Some brief reports and short case-series describe the association of TCC resection and hindfoot realignment in children [25, 26, 54, 58, 60].

Giannini et al. investigated 12 children (14 ft) undergoing TCC resection and subtalar arthroereisis by bioresorbable screw, reporting improvement of the subtalar motion in 13/14 patients, complete restoration of alignment in 3 ft, partial in the remaining 11 ft and pain improvement in all cases, at a mean follow-up of 3 years. The authors demonstrated that hindfoot alignment, subtalar motion, and age at surgery were predictors of symptoms’ recurrence after surgery [25]. These findings were confirmed also in other studies, suggesting that, whenever indicated, this kind of surgery should be undertaken at an early age, before the arthritic changes of the subtalar joint might jeopardize the outcomes [19, 27].

Kernback described excellent results in 3 children with RFF and TCC, undergoing combined TCC resection and calcaneal osteotomy [26].

Point localization data

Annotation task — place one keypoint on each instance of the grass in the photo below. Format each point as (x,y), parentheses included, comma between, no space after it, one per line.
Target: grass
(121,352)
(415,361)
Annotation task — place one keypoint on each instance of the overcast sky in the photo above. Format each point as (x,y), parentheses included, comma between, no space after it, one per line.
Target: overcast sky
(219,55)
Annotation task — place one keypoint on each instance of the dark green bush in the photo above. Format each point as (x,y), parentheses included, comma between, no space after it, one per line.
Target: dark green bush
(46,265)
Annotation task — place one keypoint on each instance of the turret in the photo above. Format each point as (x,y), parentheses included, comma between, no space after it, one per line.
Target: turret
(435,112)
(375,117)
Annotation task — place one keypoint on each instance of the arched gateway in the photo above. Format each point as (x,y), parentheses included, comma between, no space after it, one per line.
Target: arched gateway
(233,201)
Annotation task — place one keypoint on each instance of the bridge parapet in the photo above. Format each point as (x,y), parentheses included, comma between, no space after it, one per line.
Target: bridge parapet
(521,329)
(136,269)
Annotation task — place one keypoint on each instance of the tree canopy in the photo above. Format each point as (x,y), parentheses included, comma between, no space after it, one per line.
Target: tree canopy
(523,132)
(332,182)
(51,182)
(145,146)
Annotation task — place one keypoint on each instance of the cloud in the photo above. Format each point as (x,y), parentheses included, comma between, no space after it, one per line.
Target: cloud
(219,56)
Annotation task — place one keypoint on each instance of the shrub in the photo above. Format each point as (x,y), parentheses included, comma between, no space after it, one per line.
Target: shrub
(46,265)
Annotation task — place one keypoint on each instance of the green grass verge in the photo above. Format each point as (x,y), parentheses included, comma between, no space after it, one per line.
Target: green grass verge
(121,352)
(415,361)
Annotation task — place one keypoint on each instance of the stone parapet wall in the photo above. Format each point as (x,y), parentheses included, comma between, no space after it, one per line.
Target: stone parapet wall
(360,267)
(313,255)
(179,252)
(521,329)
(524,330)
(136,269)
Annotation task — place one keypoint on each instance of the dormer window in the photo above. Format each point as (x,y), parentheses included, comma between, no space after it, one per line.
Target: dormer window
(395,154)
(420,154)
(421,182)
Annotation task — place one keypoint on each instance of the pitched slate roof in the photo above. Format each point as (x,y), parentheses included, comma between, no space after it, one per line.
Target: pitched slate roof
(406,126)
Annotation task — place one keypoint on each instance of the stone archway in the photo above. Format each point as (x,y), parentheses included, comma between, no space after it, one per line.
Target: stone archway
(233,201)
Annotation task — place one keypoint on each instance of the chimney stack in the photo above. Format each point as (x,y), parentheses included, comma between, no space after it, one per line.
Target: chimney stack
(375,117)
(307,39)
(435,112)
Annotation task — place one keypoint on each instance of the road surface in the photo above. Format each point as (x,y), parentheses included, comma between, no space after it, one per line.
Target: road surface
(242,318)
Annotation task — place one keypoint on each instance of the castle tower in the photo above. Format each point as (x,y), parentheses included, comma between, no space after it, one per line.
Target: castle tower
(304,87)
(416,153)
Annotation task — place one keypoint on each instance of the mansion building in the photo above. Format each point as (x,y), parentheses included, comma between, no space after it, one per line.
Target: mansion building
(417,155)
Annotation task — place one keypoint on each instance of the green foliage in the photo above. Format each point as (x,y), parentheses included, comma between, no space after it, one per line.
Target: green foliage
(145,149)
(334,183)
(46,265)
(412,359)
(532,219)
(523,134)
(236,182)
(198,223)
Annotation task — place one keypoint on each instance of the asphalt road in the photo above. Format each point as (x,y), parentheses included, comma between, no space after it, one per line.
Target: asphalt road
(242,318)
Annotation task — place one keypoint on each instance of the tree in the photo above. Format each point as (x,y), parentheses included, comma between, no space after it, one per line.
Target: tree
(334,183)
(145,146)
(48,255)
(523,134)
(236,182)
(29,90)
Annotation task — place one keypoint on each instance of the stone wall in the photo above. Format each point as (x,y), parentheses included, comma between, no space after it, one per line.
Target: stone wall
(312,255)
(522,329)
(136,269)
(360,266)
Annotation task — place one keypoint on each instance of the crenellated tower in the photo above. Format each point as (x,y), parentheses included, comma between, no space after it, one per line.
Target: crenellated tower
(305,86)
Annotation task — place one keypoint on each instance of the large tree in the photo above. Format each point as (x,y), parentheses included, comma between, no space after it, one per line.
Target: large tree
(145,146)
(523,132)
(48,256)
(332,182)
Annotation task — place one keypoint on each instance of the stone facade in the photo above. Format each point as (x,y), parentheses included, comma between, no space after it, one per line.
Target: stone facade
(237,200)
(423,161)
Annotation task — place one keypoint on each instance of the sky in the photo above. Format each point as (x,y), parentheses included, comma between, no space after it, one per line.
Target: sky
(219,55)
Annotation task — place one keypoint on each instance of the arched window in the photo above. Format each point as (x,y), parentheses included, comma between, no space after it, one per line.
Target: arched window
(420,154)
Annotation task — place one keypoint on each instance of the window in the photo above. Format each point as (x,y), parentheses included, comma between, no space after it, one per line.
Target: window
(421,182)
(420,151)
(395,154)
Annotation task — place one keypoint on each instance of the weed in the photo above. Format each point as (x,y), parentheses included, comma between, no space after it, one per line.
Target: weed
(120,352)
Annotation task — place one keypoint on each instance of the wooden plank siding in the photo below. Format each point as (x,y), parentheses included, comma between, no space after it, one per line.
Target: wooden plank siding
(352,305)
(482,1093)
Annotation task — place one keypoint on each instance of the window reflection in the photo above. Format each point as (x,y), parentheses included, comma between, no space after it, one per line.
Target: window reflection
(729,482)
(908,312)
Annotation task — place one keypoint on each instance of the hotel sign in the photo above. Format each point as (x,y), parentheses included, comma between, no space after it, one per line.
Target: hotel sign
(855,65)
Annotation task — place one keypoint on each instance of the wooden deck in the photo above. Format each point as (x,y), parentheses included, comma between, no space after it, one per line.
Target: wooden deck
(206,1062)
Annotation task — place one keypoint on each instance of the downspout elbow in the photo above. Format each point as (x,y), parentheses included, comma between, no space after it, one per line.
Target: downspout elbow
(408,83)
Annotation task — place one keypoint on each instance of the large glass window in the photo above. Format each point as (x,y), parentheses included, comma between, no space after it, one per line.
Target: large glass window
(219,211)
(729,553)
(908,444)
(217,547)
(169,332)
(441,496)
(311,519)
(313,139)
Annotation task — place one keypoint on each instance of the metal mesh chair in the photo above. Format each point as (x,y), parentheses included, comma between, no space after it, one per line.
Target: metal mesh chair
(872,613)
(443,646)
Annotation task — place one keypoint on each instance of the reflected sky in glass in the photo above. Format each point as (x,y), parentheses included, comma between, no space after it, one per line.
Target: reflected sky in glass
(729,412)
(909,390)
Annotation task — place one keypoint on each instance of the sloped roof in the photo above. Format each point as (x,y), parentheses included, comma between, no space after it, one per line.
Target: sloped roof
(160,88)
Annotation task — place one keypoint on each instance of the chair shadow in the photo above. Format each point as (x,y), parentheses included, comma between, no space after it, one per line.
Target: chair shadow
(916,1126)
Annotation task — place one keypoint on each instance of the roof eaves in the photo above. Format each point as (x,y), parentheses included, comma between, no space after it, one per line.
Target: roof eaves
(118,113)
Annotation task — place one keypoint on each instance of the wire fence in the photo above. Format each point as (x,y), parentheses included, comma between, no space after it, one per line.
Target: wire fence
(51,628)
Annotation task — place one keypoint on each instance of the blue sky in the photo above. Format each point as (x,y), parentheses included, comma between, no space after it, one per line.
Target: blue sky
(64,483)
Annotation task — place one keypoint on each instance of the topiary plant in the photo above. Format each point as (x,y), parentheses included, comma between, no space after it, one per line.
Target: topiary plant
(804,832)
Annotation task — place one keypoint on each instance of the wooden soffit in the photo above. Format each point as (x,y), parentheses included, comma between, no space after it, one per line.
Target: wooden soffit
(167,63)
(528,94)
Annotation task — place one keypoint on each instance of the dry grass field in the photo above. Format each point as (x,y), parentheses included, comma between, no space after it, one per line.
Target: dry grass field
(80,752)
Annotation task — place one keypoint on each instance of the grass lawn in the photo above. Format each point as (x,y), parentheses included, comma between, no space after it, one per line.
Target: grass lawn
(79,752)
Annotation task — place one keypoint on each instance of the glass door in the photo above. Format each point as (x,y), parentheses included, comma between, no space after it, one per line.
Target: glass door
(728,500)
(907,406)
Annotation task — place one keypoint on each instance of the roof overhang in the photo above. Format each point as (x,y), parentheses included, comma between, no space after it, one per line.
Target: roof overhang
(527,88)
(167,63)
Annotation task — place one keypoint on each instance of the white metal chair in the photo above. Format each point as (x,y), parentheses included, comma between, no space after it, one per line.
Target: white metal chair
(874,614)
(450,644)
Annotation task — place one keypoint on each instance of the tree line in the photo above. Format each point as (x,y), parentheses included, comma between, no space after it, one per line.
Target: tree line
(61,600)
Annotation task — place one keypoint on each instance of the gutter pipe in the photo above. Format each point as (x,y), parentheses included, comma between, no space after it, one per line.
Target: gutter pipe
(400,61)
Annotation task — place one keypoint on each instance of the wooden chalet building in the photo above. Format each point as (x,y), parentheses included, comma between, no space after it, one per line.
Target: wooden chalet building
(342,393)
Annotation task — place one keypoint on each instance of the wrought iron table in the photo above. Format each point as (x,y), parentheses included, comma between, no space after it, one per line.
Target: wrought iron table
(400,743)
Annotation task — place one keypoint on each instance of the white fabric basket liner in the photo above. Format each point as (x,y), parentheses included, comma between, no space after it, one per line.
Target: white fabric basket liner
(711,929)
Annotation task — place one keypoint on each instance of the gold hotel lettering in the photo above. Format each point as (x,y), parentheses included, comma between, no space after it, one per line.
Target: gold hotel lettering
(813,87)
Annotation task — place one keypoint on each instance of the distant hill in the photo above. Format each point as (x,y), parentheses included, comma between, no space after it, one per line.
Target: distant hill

WORK TASK: Please reproduce the stretch of the passage on TCC resection in children from "Giannini et al." through "calcaneal osteotomy [26].", word for word. The listing has nothing to do with what follows.

FINISHED EXERCISE:
Giannini et al. investigated 12 children (14 ft) undergoing TCC resection and subtalar arthroereisis by bioresorbable screw, reporting improvement of the subtalar motion in 13/14 patients, complete restoration of alignment in 3 ft, partial in the remaining 11 ft and pain improvement in all cases, at a mean follow-up of 3 years. The authors demonstrated that hindfoot alignment, subtalar motion, and age at surgery were predictors of symptoms’ recurrence after surgery [25]. These findings were confirmed also in other studies, suggesting that, whenever indicated, this kind of surgery should be undertaken at an early age, before the arthritic changes of the subtalar joint might jeopardize the outcomes [19, 27].

Kernback described excellent results in 3 children with RFF and TCC, undergoing combined TCC resection and calcaneal osteotomy [26].